## Records for the task
'''

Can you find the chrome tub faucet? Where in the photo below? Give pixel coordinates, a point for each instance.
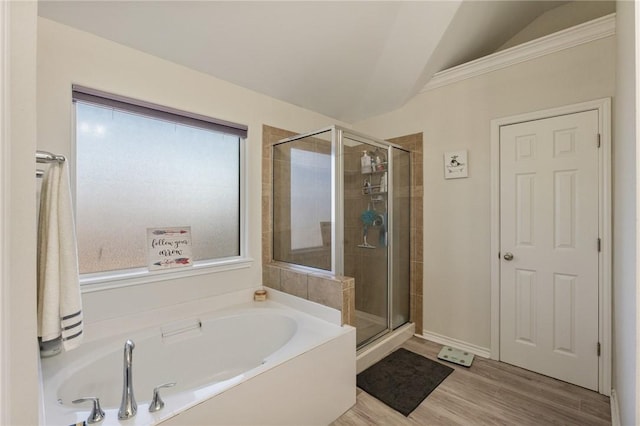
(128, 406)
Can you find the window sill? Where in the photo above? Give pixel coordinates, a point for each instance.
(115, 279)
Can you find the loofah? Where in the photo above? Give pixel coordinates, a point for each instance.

'''
'''

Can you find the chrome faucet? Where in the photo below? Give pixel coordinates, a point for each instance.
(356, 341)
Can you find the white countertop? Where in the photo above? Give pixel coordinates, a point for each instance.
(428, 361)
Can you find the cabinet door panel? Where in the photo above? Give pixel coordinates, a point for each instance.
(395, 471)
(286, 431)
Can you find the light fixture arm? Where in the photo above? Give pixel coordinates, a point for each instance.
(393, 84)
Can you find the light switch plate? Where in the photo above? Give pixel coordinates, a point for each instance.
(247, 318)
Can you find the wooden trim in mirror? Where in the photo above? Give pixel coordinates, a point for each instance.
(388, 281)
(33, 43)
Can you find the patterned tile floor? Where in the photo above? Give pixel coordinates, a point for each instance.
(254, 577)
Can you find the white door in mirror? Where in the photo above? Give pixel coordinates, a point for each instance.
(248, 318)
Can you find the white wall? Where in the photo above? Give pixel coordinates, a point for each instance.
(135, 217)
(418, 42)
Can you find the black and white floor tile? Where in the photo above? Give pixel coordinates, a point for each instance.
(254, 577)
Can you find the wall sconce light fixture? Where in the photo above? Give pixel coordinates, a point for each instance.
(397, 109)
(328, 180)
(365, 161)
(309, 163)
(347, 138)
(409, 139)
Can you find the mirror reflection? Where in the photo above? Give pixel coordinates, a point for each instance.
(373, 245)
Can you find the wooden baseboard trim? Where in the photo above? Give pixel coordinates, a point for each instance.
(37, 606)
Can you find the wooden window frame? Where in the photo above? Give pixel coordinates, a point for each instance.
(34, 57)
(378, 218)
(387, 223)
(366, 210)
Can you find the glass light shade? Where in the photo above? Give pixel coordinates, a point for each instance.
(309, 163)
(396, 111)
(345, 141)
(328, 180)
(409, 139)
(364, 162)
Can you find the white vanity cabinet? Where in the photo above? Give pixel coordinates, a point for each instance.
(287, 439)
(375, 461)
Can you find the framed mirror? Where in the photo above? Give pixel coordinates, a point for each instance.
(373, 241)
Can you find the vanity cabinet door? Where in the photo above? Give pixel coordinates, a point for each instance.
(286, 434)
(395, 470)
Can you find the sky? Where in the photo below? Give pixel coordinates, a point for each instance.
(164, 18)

'''

Please filter the rows above and copy out every line that contains the word "vanity".

## Solution for this task
Can you find the white vanity cabinet? Where in the photo above? Give pixel coordinates, a point for each instance.
Can you find the vanity cabinet door? Where in the photo above? Give pixel coordinates, a point for each instance.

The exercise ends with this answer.